▶ [The request]: Identify each line in the records below that contains the word "dirt", and copy those lines.

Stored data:
- - -

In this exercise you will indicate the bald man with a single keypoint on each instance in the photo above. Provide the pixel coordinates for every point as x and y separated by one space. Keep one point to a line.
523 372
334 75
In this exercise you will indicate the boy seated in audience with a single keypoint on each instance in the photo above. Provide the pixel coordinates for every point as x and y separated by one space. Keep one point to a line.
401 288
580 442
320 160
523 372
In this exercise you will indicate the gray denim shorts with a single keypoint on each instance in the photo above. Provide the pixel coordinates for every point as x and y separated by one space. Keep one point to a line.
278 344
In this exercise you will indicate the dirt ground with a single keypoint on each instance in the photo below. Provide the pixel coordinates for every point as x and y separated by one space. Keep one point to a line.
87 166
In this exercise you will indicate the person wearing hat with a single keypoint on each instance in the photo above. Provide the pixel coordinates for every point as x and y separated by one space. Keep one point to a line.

- - -

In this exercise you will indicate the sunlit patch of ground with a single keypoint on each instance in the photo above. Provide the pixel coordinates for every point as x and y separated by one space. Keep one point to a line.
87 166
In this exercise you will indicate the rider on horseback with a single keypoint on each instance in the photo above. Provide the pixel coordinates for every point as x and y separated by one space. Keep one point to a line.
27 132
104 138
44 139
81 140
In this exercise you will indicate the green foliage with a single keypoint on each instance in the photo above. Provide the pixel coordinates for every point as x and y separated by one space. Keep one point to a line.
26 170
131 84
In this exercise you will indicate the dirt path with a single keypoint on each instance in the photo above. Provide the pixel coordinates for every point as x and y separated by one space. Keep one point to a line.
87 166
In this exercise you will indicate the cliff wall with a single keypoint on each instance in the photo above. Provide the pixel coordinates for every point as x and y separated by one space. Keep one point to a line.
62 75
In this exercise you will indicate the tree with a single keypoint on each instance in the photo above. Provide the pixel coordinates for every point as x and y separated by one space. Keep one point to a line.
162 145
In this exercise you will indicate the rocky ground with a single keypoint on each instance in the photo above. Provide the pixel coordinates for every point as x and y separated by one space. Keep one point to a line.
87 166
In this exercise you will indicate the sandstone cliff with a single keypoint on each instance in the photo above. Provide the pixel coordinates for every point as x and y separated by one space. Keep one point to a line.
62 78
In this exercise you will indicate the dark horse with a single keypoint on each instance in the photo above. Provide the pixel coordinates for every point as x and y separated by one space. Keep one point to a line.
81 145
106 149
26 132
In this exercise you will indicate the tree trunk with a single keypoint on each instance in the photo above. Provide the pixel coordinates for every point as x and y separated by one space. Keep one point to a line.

- - -

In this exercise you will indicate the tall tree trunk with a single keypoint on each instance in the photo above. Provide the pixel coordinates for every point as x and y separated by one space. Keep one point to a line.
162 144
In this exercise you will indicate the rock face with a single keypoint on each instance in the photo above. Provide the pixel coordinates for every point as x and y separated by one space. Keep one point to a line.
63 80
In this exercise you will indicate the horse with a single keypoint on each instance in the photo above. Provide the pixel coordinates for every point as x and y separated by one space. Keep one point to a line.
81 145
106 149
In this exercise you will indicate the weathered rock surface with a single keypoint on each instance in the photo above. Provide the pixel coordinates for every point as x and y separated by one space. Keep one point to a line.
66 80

- - -

▶ [Response below]:
In this exercise you will indicate the dirt ground with a single keypoint on each instance in the photo below. Provide the pixel coordinates for every point as x and y separated by one space. Keep one point to a line.
In this exercise you will indicate the dirt path with a single keypoint on each instance in the photo above. Provide the pixel coordinates for every point as x and y separated by one space. Keep one point to a line.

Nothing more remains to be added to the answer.